PROMPT: Your result should be the lines holding the word "tote", copied from the entries below.
(Beginning of DATASET RECORDS)
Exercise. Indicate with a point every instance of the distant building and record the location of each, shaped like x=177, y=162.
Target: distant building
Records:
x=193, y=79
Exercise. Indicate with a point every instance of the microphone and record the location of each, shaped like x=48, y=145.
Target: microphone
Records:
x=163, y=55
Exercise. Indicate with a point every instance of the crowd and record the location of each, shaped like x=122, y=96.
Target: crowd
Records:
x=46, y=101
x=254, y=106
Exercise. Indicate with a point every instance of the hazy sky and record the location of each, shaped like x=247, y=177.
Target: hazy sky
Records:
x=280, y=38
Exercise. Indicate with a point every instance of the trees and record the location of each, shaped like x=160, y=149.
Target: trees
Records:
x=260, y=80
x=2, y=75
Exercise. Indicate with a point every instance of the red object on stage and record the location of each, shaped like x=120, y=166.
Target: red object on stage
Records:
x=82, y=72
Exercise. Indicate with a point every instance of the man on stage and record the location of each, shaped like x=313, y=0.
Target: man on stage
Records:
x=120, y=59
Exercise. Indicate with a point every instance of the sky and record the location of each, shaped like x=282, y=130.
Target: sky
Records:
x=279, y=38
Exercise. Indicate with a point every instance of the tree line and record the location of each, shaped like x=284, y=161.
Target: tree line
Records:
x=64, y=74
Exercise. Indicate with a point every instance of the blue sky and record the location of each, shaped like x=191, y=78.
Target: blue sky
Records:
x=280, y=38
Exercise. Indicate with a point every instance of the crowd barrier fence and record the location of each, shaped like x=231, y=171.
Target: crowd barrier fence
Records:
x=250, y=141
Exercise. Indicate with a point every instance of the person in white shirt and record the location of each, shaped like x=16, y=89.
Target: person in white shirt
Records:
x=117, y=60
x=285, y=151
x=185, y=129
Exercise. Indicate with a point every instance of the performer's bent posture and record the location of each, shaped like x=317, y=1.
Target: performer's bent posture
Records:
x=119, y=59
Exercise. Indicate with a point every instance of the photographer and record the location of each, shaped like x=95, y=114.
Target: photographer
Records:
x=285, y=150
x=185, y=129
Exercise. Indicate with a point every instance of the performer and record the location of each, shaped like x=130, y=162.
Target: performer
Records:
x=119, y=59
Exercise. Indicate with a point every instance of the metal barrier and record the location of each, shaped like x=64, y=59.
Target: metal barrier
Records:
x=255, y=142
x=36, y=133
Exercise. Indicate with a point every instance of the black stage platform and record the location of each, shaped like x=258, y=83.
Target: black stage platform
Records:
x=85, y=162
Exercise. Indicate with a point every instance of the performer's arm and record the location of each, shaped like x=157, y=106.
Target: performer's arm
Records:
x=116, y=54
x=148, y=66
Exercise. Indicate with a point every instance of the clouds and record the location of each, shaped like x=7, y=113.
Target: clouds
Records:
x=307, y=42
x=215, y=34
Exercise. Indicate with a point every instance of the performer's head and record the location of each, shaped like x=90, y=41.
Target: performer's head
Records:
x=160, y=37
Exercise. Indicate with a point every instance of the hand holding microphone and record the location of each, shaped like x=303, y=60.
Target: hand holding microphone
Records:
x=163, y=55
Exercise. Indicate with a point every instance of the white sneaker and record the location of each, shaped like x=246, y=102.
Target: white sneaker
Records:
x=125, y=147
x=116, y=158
(End of DATASET RECORDS)
(Beginning of DATASET RECORDS)
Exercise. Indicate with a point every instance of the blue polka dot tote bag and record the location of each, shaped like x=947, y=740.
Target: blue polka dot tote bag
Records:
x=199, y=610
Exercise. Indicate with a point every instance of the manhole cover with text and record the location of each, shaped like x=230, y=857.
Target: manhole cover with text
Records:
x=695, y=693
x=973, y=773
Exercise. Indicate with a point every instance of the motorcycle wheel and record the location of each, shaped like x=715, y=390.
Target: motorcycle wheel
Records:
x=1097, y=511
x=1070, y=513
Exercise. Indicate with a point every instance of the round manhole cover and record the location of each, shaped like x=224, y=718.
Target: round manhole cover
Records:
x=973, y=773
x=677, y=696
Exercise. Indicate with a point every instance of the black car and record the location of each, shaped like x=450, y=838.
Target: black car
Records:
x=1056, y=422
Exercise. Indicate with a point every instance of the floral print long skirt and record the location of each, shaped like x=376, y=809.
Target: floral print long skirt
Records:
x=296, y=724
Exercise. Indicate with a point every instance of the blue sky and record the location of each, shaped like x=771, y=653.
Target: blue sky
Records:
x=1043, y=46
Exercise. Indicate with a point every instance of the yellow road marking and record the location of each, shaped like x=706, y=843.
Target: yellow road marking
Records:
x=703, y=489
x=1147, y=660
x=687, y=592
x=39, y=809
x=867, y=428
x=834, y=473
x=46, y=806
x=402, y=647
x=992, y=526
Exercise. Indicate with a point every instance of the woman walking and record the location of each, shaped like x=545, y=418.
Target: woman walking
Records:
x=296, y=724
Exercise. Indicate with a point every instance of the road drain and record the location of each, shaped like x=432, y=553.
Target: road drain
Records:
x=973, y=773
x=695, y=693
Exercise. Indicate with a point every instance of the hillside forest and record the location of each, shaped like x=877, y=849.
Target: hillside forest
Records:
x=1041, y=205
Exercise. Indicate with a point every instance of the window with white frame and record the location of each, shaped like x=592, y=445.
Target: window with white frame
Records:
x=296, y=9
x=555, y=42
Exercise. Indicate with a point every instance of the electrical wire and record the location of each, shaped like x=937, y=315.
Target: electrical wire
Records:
(End of DATASET RECORDS)
(Beginning of DATASET RECORDS)
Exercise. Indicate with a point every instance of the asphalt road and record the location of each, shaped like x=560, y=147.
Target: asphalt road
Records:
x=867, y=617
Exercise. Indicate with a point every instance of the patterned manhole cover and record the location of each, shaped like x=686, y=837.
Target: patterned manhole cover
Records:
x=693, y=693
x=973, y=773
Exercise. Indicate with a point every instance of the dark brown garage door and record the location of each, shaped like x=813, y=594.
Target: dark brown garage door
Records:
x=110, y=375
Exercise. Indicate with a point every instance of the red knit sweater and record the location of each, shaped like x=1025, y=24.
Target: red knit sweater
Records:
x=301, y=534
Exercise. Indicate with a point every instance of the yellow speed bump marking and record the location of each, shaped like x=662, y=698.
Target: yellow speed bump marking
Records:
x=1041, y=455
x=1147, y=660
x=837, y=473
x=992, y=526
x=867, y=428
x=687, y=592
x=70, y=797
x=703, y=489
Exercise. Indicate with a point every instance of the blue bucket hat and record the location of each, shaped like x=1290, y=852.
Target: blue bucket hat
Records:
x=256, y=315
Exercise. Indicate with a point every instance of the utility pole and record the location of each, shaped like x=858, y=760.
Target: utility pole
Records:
(End of DATASET RECORDS)
RESULT:
Exercise. Indicate with a point every instance of the blue polka dot tote bag and record the location of each, shaped like x=947, y=740.
Target: blue polka dot tote bag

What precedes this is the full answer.